[Image location labeling entries]

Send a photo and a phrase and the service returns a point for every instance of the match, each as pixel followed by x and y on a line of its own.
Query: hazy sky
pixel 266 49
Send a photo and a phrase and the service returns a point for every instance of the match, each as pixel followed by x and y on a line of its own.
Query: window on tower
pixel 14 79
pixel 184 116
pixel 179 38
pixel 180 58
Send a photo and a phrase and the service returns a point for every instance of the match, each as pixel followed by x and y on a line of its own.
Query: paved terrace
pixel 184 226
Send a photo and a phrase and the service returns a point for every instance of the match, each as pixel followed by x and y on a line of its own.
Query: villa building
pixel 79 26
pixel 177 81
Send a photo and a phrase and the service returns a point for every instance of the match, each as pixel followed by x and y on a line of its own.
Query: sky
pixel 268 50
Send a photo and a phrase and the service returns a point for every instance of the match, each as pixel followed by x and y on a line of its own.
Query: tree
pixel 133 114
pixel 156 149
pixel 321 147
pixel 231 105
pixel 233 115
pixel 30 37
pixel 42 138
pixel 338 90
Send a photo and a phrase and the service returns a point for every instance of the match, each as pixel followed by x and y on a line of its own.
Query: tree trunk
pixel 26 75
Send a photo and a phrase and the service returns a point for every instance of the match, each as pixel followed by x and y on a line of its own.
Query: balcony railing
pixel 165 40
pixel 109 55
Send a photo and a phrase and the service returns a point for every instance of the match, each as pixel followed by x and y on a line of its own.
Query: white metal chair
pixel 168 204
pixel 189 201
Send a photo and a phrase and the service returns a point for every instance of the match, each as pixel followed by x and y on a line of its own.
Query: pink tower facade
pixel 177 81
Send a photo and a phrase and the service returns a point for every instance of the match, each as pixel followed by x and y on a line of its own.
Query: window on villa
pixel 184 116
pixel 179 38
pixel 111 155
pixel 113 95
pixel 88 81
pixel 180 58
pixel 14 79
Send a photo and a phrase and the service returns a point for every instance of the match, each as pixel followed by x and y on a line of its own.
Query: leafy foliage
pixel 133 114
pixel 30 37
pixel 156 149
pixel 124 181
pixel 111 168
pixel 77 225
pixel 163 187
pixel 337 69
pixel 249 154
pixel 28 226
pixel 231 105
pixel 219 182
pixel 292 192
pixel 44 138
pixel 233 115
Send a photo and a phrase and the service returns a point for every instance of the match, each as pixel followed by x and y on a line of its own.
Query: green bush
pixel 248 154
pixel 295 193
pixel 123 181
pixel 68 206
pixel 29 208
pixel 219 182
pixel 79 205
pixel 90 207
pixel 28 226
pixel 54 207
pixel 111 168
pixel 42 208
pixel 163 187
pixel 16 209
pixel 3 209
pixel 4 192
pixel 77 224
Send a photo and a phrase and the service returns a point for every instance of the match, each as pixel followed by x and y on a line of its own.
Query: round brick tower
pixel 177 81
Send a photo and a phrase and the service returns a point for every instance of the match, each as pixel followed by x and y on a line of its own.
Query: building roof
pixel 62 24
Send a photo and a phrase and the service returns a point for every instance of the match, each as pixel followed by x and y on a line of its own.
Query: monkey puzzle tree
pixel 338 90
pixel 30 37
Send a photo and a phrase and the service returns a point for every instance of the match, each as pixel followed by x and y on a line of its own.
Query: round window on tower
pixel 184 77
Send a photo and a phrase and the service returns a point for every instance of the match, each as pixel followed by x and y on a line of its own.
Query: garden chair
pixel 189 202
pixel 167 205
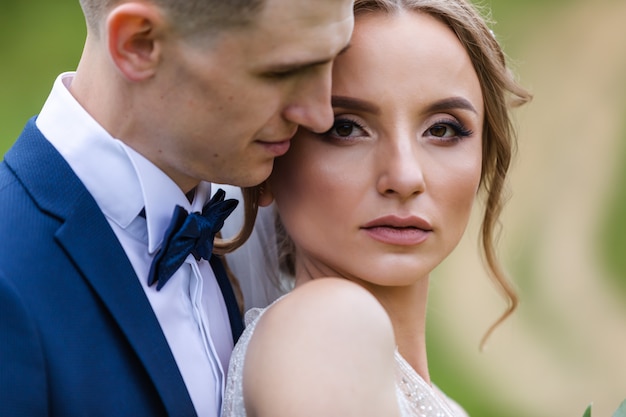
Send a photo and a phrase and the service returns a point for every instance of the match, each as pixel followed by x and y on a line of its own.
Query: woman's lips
pixel 401 231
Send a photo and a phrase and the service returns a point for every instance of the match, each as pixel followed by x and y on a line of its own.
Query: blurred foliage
pixel 620 412
pixel 613 237
pixel 39 39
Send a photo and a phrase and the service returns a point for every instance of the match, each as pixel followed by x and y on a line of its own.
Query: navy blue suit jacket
pixel 77 335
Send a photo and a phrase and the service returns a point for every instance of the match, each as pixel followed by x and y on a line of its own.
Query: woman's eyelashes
pixel 448 131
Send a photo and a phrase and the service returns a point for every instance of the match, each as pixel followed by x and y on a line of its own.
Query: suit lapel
pixel 89 241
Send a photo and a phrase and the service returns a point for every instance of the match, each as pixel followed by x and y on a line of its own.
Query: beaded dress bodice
pixel 415 397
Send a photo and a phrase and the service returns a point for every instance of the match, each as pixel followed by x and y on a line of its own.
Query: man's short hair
pixel 188 16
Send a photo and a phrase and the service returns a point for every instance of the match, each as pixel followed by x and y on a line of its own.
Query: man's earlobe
pixel 133 36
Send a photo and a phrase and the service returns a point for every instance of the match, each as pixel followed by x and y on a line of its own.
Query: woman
pixel 373 205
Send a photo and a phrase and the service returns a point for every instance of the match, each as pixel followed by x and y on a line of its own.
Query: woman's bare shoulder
pixel 327 348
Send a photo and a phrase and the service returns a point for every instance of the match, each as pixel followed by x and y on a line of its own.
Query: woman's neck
pixel 406 307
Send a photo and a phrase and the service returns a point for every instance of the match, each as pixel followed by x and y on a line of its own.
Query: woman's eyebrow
pixel 452 103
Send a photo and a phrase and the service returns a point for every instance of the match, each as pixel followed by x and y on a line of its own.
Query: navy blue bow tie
pixel 189 233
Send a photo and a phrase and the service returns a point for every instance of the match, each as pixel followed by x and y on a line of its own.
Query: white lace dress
pixel 415 397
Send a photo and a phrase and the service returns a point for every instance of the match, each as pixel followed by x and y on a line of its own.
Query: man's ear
pixel 134 42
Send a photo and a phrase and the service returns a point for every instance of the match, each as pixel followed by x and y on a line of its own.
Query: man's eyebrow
pixel 350 103
pixel 296 66
pixel 451 104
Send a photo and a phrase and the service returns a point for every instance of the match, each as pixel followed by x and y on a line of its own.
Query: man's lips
pixel 277 148
pixel 395 230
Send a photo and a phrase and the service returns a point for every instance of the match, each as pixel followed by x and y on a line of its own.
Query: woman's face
pixel 386 194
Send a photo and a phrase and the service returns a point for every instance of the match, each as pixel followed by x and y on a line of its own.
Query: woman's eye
pixel 448 132
pixel 345 128
pixel 441 131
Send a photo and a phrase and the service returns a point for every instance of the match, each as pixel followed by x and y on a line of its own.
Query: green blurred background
pixel 564 236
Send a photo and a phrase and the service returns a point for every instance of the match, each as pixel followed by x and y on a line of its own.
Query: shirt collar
pixel 121 180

Task prompt –
Can you restate all the records above word for word while dropping the pictures?

Result for this task –
Send a photo and a phrase and the service returns a point for every instance of the match, each as pixel followed by x and y on a line of its own.
Query: hazy sky
pixel 266 49
Send a photo and a phrase and the service returns a point for every instance of the match, each as pixel followed by x and y on a line of its own.
Query: window on tower
pixel 14 79
pixel 184 116
pixel 179 38
pixel 180 58
Send a photo and a phrase and the service returns a point for every instance of the match, each as pixel followed by x and y on a line of its own.
Query: paved terrace
pixel 184 226
Send a photo and a phrase and the service returns a point for every instance of the match, each as pixel followed by x and y on a line of its own.
Query: villa building
pixel 79 26
pixel 177 81
Send a photo and a phrase and the service returns a point for every instance of the match, each as pixel followed by x and y on a line of its own.
Query: sky
pixel 268 50
Send a photo and a phrase and the service returns a point for every instance of the match, each as pixel followed by x and y on a line of its own.
Query: tree
pixel 133 114
pixel 156 149
pixel 321 147
pixel 231 105
pixel 233 115
pixel 30 37
pixel 42 138
pixel 338 90
Send a photo and a phrase and the service returns a point for every instance of the match, each as pixel followed by x and y on a line of its own.
Query: tree trunk
pixel 26 75
Send a photo and a phrase and the service returns a point for every instance of the match, each as pixel followed by x and y on a line of its own.
Query: balcony railing
pixel 165 40
pixel 109 55
Send a photo and a phrase and the service returns a point for every instance of the match, each as pixel followed by x and y on a line of its own.
Query: white metal chair
pixel 168 204
pixel 189 201
Send a photo and a phrase and the service returns a point for every instance of the match, each as pixel followed by x and y on a line of its own.
Query: pink tower facade
pixel 177 81
Send a photo and a phrase and the service returns a point for every instance of the match, each as pixel followed by x and y on a line of its own.
Query: window on villa
pixel 184 116
pixel 179 38
pixel 111 155
pixel 113 95
pixel 88 81
pixel 180 58
pixel 14 79
Send a photo and a phrase and the service returns a point for every instance of the match, each as pixel followed by x and y on a line of its own.
Query: leafy foliage
pixel 133 114
pixel 30 37
pixel 156 149
pixel 124 181
pixel 111 168
pixel 77 225
pixel 163 187
pixel 337 69
pixel 249 154
pixel 28 226
pixel 231 105
pixel 219 182
pixel 292 192
pixel 44 138
pixel 233 115
Send a photo and a phrase and the service returns a point for every instance of the match, each as pixel followed by x and y on a line of its own.
Query: green bush
pixel 248 154
pixel 295 193
pixel 123 181
pixel 68 206
pixel 29 208
pixel 219 182
pixel 79 205
pixel 90 207
pixel 28 226
pixel 54 207
pixel 111 168
pixel 42 208
pixel 163 187
pixel 16 209
pixel 3 209
pixel 4 192
pixel 77 224
Send a photo and a phrase and the service returns a point for every instance of the match, each as pixel followed by x and y on a line of its own.
Query: round brick tower
pixel 177 81
Send a photo and a phrase and the service returns a point for every instance of the match, each as pixel followed by x and y on a line of its own.
Query: building roof
pixel 62 24
Send a photo and a phrase and the service returns a point for every instance of the match, each as pixel followed by x and y on a line of its own.
Query: monkey puzzle tree
pixel 338 90
pixel 30 37
Send a photo and a phrase and the service returns a point for every instance of the match, each as pixel followed by x and y on a line of its own.
Query: round window on tower
pixel 184 77
Send a photo and a phrase and the service returns a point for every instance of the match, each as pixel followed by x and y on a line of its own.
Query: garden chair
pixel 189 202
pixel 167 205
Send a photo and a phrase and the service returns a point for every instance of the match, each as pixel followed by x and y on a line of its own.
Query: woman's lips
pixel 401 231
Send a photo and a phrase and the service returns a point for every instance of the match, each as pixel followed by x and y on a line of its own.
Query: blurred foliage
pixel 620 412
pixel 613 237
pixel 39 39
Send a photo and a phrase and the service returns a point for every instance of the match, each as pixel followed by x and y on a line of its own.
Query: navy blue suit jacket
pixel 77 335
Send a photo and a phrase and the service returns a point for every instance of the match, each as pixel followed by x and y on a line of its own.
Query: woman's eyelashes
pixel 448 131
Send a photo and a phrase and the service returns a point for every instance of the match, each as pixel followed by x and y on a line of its own.
Query: suit lapel
pixel 89 241
Send a photo and a phrase and the service returns a point for every instance of the match, each as pixel followed by x and y on a line of its own.
Query: beaded dress bodice
pixel 415 397
Send a photo and a phrase and the service returns a point for every instance of the match, each as pixel followed by x and y on a line of its own.
Query: man's short hair
pixel 188 16
Send a photo and a phrase and the service returns a point for every instance of the match, each as pixel followed by x and y on a line of its own.
Query: man's earlobe
pixel 133 36
Send a photo and a phrase and the service returns a point for every instance of the match, each as pixel followed by x and y on a line of its own.
Query: woman
pixel 373 205
Send a photo and a phrase and the service returns a point for every instance of the match, each as pixel followed by x and y on a line of its own.
Query: woman's bare shoulder
pixel 327 348
Send a photo and a phrase and the service returns a point for every instance of the match, each as pixel followed by x and y on a line of its own.
Query: woman's neck
pixel 406 307
Send a photo and a phrase and the service returns a point for every instance of the match, each as pixel followed by x and y on a line of its own.
Query: woman's eyebrow
pixel 452 103
Send a photo and a phrase and the service returns a point for every instance of the match, each as pixel followed by x and y on a line of its own.
Query: navy blue bow tie
pixel 189 233
Send a photo and a phrase and the service returns a point for every instance of the match, each as pixel followed by x and y on a line of its own.
Query: white lace dress
pixel 415 397
Send a photo and a phrase and the service returns a point for every instance of the match, each as pixel followed by x and y on a line of its own.
Query: man's ear
pixel 134 42
Send a photo and a phrase and the service returns a point for every instance of the match, each as pixel followed by x and y on a line of its own.
Query: man's eyebrow
pixel 350 103
pixel 296 66
pixel 451 104
Send a photo and a phrase and the service returns a point for every instance of the match, each as pixel followed by x and y on a line of its own.
Query: man's lips
pixel 277 148
pixel 395 230
Send a photo and a phrase and the service returns a point for every instance of the match, each as pixel followed by x and y on a line of its own.
Query: woman's face
pixel 386 194
Send a photo and a phrase and the service returns a point for every instance of the match, each as pixel followed by x and y on a line of its own.
Query: woman's eye
pixel 448 132
pixel 345 128
pixel 441 131
Send a photo and a phrase and the service returns a point for every instance of the match, each as pixel followed by x and y on a line of its own.
Query: green blurred background
pixel 564 236
Send a photo and a phrase and the service returns a point for every instance of the match, each as pixel followed by x and y on a line of its own.
Query: shirt collar
pixel 121 180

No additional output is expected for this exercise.